Records from a data source
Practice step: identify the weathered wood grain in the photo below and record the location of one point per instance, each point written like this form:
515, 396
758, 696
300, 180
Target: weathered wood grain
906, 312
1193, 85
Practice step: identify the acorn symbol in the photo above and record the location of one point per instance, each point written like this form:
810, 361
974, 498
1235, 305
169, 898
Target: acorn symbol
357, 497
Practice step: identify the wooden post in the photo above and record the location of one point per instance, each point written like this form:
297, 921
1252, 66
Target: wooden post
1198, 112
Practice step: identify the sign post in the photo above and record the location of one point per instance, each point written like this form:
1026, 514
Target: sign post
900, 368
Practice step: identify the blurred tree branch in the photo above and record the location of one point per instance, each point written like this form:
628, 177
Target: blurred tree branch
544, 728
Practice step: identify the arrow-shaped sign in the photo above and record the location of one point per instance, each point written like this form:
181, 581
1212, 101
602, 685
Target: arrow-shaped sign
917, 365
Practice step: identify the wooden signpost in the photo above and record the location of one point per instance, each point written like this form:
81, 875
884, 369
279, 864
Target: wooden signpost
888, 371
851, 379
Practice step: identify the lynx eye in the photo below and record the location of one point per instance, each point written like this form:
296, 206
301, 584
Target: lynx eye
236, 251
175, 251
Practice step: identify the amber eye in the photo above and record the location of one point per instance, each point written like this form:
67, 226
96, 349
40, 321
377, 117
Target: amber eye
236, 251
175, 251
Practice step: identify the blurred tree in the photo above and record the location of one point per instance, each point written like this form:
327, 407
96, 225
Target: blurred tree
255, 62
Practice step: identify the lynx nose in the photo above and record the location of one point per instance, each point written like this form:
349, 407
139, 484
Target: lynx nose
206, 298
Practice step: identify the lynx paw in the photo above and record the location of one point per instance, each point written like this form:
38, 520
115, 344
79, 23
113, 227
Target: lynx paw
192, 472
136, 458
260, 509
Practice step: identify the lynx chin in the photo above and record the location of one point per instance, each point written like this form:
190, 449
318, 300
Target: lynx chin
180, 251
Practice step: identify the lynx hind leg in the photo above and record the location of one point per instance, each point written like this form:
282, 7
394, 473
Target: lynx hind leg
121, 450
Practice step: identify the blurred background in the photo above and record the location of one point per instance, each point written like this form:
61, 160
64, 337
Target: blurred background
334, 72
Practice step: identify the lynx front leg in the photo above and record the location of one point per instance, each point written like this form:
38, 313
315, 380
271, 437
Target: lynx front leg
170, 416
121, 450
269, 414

## Instruction
Your task is to quote all of the data word for word.

## Written answer
Practice step: identify the weathered wood grain in the photo below and record the location of one point per instance, each point written like this form:
515, 396
758, 696
300, 180
Target: weathered wood grain
906, 312
1193, 85
Practice step: identify the acorn symbol in the photo above and record the location of one point per instance, each point written like this form:
810, 361
974, 498
1235, 305
169, 898
Target: acorn symbol
357, 497
Practice step: identify the wooden post in the photo above and record the location of one point per instance, each point written like this form:
297, 921
1252, 66
Target: wooden post
1198, 112
Practice step: identify the sign post in the photo above and record the location of one point per instance, each point written like this form:
1026, 514
Target: sign post
900, 368
Practice step: identify the blurred tree branch in the photo above and record the location of one point per instance, each point written like this form:
628, 177
Target: blurred tree branch
544, 728
Practice step: identify the arrow-shaped sign in the photo above and record the location of one point per instance, each point written like this form:
181, 581
1212, 101
602, 685
Target: arrow-shaped sign
917, 365
Practice step: identify the wooden signpost in the photo above and record the location of one point per instance, each point written like this form:
81, 875
884, 369
279, 864
Target: wooden signpost
888, 371
851, 379
Practice step: identify the lynx eye in the photo below and record the location of one point per instance, each point written like this form:
296, 206
301, 584
Target: lynx eye
236, 251
175, 251
Practice step: identify the amber eye in the photo above and record the location of one point per instance, each point written like this form:
67, 226
96, 349
40, 321
377, 117
Target: amber eye
236, 251
175, 251
Practice step: identify the blurred tree in the photo above and record the location of one point per instance, each point written like this form:
327, 407
96, 225
Target: blurred tree
255, 62
Practice step: identify the lynx nose in the photo above and record the location of one point per instance, each point written like this form:
349, 407
139, 484
Target: lynx nose
206, 298
Practice step: identify the lynx paw in the photo above and record the location of one point per instance, each point written like this form:
38, 520
115, 344
79, 23
113, 227
Target: lynx paw
192, 472
136, 458
260, 509
Practice step: identify the lynx chin in the photo above and record the location of one point per instance, each point written like this form:
190, 449
318, 300
Target: lynx chin
180, 251
Practice step: identify the lynx hind leg in the photo above and record the location of one point per instance, each point written like this form:
282, 7
394, 473
Target: lynx hind leg
121, 450
Practice step: identify the blurred background in the photo above and record the location of one point per instance, each point written like this form:
61, 160
64, 337
Target: blurred background
334, 72
Practice step: identify the lynx front leg in the photo above and record the location of one point per instance, each point written like this form:
38, 313
315, 380
271, 437
Target: lynx front leg
170, 416
121, 450
269, 414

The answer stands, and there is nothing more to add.